* START ENTRIES SHOWN *

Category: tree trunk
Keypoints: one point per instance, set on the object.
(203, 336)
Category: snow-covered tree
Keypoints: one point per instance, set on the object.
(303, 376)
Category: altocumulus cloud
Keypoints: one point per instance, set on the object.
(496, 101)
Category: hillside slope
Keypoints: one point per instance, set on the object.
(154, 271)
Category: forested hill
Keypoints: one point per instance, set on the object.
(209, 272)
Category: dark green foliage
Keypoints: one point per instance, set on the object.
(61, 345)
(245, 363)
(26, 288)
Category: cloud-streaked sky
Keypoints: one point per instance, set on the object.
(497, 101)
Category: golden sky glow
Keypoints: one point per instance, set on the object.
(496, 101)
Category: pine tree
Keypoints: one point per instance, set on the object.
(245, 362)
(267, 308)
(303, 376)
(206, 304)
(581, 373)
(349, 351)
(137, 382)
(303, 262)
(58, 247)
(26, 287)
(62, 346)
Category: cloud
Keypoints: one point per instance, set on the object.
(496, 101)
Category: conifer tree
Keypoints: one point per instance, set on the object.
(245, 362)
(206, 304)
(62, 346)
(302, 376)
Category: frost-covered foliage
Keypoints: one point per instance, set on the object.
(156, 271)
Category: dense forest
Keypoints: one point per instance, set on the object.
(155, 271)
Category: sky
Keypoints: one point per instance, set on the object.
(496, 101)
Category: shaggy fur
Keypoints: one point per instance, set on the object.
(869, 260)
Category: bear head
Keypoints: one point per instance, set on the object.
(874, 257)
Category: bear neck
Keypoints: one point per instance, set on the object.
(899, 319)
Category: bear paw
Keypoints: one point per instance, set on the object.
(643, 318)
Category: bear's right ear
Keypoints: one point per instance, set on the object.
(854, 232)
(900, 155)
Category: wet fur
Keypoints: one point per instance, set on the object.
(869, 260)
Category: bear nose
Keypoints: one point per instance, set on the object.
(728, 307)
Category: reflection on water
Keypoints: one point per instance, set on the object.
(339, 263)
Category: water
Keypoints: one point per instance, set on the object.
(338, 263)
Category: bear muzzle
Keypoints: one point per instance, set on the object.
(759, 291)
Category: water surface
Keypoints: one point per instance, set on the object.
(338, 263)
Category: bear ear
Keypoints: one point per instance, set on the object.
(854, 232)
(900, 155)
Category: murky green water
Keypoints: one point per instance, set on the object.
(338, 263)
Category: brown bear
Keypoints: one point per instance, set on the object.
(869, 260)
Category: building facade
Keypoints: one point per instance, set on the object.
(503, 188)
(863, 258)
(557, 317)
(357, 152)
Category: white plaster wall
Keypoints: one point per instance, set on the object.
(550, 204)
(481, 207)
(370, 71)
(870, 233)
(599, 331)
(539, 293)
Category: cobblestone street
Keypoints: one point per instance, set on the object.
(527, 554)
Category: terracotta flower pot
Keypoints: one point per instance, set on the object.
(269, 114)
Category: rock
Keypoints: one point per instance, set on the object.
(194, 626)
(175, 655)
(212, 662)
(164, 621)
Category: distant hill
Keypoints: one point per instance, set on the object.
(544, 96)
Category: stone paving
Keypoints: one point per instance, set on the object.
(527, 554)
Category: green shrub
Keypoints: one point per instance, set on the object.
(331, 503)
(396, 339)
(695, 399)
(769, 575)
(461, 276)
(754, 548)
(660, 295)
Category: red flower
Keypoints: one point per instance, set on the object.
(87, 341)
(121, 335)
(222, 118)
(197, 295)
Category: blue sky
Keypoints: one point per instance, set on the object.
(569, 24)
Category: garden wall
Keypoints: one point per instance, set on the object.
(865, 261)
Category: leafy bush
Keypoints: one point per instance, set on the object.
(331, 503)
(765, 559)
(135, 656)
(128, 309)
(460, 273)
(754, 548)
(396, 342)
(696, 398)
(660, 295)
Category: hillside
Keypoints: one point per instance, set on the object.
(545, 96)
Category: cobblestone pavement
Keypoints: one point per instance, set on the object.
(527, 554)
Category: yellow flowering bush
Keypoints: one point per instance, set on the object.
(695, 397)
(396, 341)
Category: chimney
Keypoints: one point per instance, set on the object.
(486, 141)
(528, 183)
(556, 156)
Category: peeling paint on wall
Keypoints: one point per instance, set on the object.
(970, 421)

* END ENTRIES SHOWN *

INSTRUCTIONS FOR THE TASK: The listing above must be transcribed exactly, line by line.

ANSWER IN FULL:
Category: tree trunk
Keypoints: one point per instance, set on the object.
(203, 336)
Category: snow-covered tree
Keypoints: one point per instance, set on the object.
(303, 376)
Category: altocumulus cloud
Keypoints: one point per instance, set on the object.
(496, 101)
Category: hillside slope
Keypoints: one point per instance, set on the object.
(154, 271)
Category: forested hill
Keypoints: one point per instance, set on the object.
(209, 272)
Category: dark green foliage
Keypoints: one point per instance, set on the object.
(61, 345)
(245, 363)
(26, 288)
Category: cloud-streaked sky
Keypoints: one point per instance, set on the object.
(497, 101)
Category: golden sky glow
Keypoints: one point per instance, set on the object.
(496, 101)
Category: pine tree
Keypoints: one point per instance, set on the object.
(245, 362)
(267, 308)
(303, 376)
(206, 304)
(581, 373)
(349, 351)
(137, 382)
(303, 262)
(58, 247)
(26, 287)
(62, 346)
Category: cloud
Keypoints: one point per instance, set on the object.
(496, 101)
Category: conifer tree
Keypoints: one point per instance, set on the object.
(245, 362)
(206, 304)
(62, 346)
(302, 376)
Category: frost-covered foliage
Keypoints: one point per instance, set on the object.
(156, 271)
Category: dense forest
Keypoints: one point per instance, set on the object.
(155, 271)
Category: sky
Keypoints: one point per instance, set on the object.
(496, 101)
Category: shaggy fur
Keypoints: one point per instance, set on the object.
(869, 260)
Category: bear head
Keypoints: one point per instance, set on the object.
(874, 257)
Category: bear neck
Keypoints: one point per instance, set on the object.
(899, 319)
Category: bear paw
Keypoints: one point per instance, set on the object.
(643, 318)
Category: bear's right ear
Keypoints: one point per instance, set on the object.
(854, 232)
(900, 155)
Category: wet fur
Keypoints: one point per instance, set on the object.
(869, 260)
Category: bear nose
Keypoints: one point per instance, set on the object.
(728, 307)
Category: reflection on water
Keypoints: one point per instance, set on the object.
(339, 263)
Category: water
Keypoints: one point per instance, set on the object.
(338, 263)
Category: bear muzzle
Keypoints: one point per instance, set on the object.
(759, 291)
Category: water surface
Keypoints: one point per instance, set on the object.
(338, 263)
Category: bear ear
Keypoints: one point per instance, set on the object.
(854, 232)
(900, 155)
Category: murky green water
Keypoints: one point per instance, set on the object.
(338, 263)
Category: brown bear
Keypoints: one point per instance, set on the object.
(869, 260)
Category: building facade
Keypoints: one point per instance, set on the object.
(503, 188)
(863, 258)
(557, 317)
(357, 152)
Category: white plaster wall
Keypoints: one point per instance, set on the object.
(550, 204)
(481, 207)
(370, 71)
(870, 233)
(599, 331)
(539, 293)
Category: cobblestone street
Keypoints: one point per instance, set on the object.
(527, 554)
Category: terracotta flower pot
Keypoints: one point per instance, set on the object.
(269, 114)
Category: rock
Keypoints: one point per instance, set on the object.
(194, 626)
(175, 655)
(212, 662)
(164, 621)
Category: distant hill
Keypoints: one point per instance, set on the object.
(544, 96)
Category: stone paving
Keypoints: one point per instance, set on the object.
(527, 554)
Category: green shrub
Keypoints: one point per instance, set on the object.
(331, 503)
(396, 339)
(695, 399)
(769, 575)
(461, 276)
(754, 548)
(660, 295)
Category: red flower
Keypoints: one point per instance, set on the object.
(87, 341)
(121, 335)
(222, 118)
(197, 295)
Category: blue sky
Keypoints: one point per instance, set on the object.
(569, 24)
Category: garden wall
Keypoints: one point per instance, set on the object.
(865, 261)
Category: leafy bush
Keypoints: one point per instance, set on the object.
(331, 503)
(765, 559)
(135, 656)
(128, 309)
(460, 273)
(754, 548)
(396, 342)
(696, 398)
(660, 295)
Category: hillside
Keypoints: one point per instance, set on the object.
(545, 96)
Category: cobblestone pavement
Keypoints: one point per instance, set on the object.
(527, 554)
Category: yellow flowering bush
Keypoints: one point per instance, set on the object.
(695, 397)
(396, 341)
Category: chimney
Keypoints: one point per instance, set on the object.
(486, 141)
(528, 183)
(556, 156)
Category: peeling paint on wall
Keypoints: one point per instance, set on the object.
(970, 421)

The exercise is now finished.